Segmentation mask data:

Content starts

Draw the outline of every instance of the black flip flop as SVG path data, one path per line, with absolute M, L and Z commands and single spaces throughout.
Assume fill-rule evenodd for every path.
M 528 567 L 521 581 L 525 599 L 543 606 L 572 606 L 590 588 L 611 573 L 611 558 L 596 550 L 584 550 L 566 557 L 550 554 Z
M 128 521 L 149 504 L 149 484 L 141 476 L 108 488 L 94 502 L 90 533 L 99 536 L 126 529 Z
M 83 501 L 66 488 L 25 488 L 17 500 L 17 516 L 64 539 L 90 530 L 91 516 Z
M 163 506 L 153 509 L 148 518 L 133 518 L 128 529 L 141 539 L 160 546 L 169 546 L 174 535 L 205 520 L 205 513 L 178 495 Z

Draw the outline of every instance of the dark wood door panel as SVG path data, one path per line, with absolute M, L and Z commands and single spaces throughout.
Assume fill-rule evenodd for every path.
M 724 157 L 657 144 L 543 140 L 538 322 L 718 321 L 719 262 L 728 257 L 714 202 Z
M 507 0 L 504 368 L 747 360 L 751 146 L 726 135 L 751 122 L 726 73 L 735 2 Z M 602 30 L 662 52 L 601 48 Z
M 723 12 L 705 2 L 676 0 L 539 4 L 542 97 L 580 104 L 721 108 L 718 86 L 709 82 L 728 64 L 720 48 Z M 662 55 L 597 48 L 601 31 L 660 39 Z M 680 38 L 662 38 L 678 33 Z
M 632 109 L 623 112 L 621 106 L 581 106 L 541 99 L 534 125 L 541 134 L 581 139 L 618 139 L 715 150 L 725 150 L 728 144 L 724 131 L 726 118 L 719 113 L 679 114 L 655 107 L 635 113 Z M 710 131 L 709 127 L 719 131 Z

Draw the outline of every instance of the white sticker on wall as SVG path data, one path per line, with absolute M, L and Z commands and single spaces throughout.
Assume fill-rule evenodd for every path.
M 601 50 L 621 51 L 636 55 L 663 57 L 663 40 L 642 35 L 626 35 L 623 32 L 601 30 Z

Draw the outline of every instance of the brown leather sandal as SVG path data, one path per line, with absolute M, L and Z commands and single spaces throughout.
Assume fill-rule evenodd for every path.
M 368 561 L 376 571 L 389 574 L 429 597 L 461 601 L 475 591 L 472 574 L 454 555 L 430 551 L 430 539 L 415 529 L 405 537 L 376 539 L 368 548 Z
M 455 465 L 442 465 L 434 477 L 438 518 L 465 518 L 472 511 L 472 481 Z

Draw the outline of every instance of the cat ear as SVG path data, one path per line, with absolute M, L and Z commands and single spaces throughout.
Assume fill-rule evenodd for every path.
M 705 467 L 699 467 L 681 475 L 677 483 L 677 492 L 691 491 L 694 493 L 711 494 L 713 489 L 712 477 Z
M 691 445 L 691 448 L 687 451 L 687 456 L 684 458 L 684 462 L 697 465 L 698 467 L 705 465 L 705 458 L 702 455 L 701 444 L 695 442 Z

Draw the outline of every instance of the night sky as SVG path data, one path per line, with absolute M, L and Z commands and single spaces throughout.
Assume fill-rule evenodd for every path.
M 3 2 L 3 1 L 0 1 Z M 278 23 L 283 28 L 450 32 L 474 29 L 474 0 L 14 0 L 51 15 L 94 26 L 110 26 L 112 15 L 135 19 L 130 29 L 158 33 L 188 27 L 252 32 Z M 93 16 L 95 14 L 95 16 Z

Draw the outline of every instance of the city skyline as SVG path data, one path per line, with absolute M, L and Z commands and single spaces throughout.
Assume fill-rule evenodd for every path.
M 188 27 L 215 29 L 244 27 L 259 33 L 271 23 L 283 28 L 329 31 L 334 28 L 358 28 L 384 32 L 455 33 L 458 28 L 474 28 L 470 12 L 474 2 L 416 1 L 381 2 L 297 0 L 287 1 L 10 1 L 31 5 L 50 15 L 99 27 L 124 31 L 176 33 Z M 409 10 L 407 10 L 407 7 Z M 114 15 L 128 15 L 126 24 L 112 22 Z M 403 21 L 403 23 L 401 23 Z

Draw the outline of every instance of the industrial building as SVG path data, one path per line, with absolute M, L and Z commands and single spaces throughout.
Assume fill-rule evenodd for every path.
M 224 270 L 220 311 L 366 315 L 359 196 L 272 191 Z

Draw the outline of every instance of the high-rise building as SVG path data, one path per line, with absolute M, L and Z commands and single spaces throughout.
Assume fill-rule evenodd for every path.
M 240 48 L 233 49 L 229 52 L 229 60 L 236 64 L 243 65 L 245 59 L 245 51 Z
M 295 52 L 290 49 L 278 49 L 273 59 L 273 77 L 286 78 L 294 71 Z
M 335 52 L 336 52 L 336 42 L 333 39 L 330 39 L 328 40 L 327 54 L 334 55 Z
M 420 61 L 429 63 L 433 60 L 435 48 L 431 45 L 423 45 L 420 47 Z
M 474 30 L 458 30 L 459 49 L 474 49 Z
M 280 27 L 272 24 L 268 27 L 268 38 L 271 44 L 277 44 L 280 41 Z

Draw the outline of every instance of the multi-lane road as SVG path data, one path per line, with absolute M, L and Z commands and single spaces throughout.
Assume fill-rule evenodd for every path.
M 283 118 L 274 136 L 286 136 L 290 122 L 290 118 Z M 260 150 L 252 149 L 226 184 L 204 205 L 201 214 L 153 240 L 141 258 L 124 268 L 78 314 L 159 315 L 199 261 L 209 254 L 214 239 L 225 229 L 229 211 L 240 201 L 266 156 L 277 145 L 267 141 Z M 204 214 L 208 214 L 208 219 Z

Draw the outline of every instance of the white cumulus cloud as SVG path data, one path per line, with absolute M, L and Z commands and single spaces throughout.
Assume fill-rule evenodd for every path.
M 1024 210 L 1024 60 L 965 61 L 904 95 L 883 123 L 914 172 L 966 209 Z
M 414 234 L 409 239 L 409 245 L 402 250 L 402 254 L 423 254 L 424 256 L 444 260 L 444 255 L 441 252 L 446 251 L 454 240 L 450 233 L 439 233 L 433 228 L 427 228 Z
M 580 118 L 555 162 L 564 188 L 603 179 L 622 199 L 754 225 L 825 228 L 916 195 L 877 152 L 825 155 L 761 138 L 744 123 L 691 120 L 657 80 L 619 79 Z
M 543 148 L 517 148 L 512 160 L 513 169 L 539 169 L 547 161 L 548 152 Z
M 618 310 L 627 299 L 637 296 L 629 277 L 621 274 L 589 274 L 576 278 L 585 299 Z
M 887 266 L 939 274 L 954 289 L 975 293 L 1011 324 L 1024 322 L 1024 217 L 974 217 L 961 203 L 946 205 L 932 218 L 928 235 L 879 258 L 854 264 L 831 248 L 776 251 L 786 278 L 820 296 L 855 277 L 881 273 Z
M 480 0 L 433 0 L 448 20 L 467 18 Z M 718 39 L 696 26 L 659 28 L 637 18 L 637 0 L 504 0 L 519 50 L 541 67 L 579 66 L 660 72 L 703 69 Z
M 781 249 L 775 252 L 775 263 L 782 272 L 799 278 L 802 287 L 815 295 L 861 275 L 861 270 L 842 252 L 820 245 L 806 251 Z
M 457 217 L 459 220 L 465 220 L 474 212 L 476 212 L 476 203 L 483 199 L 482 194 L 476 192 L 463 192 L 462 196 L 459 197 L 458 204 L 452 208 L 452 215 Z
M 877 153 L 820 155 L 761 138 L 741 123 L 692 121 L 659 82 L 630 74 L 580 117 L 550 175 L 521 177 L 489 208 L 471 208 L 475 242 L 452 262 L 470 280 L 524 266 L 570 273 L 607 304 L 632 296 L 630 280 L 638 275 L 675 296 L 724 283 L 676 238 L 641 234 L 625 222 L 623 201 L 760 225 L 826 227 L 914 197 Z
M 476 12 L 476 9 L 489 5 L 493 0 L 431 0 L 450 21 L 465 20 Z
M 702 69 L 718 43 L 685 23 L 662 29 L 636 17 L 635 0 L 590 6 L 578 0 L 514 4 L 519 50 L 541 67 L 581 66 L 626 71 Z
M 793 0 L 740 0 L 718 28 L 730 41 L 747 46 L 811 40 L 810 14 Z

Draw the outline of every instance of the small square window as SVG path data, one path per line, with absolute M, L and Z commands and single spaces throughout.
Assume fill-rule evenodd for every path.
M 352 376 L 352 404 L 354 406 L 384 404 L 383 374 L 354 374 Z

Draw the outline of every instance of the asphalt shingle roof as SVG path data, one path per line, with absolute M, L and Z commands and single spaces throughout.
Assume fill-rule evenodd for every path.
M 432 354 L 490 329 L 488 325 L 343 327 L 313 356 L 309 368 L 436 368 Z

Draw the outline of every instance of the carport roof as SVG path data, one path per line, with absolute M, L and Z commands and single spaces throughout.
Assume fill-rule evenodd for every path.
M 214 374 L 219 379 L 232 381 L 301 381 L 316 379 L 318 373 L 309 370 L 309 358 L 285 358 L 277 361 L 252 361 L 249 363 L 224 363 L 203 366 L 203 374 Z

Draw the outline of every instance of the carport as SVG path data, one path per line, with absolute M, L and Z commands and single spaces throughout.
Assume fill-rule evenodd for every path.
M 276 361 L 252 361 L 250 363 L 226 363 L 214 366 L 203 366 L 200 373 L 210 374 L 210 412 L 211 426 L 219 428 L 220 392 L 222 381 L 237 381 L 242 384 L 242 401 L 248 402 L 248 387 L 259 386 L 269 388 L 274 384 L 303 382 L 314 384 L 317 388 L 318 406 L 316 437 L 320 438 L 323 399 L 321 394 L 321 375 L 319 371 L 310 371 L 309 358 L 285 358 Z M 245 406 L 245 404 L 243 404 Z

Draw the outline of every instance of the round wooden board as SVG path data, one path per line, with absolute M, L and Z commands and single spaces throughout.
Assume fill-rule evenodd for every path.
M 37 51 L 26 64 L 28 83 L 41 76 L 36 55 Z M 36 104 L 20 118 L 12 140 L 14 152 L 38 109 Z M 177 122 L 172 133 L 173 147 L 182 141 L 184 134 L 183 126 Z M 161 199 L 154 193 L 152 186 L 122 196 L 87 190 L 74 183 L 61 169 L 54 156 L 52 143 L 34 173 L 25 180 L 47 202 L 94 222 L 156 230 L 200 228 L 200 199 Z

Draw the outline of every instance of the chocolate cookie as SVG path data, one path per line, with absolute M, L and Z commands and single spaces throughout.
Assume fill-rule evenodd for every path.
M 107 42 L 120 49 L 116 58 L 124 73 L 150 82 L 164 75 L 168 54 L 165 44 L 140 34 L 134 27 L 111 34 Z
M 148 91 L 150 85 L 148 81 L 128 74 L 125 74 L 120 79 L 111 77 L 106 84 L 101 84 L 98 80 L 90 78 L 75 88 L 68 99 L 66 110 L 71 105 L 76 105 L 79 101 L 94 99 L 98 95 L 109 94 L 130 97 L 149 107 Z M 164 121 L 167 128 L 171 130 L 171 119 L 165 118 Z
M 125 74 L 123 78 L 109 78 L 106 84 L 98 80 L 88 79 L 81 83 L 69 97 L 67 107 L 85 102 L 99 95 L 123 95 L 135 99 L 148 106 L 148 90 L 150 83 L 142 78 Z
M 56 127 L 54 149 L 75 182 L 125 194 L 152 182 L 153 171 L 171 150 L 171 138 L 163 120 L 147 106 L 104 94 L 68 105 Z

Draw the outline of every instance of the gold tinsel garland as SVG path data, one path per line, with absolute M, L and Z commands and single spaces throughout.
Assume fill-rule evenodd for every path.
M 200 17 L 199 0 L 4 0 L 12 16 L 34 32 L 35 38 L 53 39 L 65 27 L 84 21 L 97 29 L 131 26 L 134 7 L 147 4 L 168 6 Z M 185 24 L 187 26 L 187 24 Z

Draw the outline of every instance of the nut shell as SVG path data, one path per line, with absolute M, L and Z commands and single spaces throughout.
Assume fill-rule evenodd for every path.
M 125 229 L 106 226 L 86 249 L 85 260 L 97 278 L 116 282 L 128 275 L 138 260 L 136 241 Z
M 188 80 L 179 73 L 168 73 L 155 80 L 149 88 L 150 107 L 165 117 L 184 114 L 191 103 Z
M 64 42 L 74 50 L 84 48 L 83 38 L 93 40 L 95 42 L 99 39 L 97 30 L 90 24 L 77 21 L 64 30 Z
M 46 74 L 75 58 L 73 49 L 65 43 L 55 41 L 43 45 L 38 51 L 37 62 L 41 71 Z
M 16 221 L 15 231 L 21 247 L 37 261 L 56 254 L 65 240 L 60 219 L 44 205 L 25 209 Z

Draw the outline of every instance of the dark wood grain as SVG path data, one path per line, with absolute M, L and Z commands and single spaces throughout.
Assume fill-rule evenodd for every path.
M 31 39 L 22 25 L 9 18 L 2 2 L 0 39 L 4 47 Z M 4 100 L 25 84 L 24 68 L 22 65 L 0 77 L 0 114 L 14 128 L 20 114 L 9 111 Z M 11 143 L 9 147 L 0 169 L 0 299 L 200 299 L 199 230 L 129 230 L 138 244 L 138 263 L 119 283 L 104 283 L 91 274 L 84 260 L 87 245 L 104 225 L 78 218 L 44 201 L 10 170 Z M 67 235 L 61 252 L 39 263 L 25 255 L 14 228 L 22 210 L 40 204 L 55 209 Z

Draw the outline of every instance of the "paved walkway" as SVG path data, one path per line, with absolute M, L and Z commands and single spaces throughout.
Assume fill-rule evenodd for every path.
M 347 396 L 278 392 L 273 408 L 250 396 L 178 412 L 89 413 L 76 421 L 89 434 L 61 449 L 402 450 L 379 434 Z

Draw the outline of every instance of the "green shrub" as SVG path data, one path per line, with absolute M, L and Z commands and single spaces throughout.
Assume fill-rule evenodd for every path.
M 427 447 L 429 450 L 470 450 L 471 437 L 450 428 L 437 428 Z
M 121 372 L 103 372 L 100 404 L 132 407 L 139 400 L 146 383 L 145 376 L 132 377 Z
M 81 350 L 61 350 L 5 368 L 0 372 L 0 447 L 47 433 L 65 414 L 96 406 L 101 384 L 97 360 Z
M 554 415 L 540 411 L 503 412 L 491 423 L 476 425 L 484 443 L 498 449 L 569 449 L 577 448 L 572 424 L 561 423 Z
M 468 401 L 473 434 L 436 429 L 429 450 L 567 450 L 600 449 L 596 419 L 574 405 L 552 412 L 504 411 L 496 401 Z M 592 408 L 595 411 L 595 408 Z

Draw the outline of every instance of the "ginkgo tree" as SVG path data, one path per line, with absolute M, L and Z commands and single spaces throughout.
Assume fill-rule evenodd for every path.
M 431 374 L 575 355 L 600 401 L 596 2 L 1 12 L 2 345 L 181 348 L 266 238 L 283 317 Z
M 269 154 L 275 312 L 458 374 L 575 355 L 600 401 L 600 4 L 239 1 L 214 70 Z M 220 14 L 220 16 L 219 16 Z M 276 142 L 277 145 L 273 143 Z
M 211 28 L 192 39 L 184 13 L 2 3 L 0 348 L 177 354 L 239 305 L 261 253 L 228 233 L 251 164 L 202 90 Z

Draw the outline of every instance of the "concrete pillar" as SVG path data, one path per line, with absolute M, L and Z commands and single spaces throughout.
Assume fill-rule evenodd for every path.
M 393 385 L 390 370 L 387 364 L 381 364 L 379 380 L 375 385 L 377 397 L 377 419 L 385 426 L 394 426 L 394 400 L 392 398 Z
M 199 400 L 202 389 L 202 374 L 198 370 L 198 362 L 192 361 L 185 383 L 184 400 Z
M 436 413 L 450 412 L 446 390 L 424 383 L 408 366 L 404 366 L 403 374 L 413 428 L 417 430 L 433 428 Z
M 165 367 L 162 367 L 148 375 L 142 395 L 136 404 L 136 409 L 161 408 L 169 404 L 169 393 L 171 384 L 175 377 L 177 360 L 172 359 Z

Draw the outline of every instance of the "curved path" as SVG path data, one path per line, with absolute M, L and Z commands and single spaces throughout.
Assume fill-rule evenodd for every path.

Content ends

[WHAT IS NEEDED]
If a line of the data above contains "dark", copy it out.

[OUTPUT OF THE TASK]
Draw the outline of every instance of the dark wood door panel as SVG path data, one path per line, with absolute M, L and Z commands and single spaces throughout.
Draw the outline of every instance of the dark wood grain as SVG path data, one path per line, with absolute M, L and Z commands and single spaces throughout.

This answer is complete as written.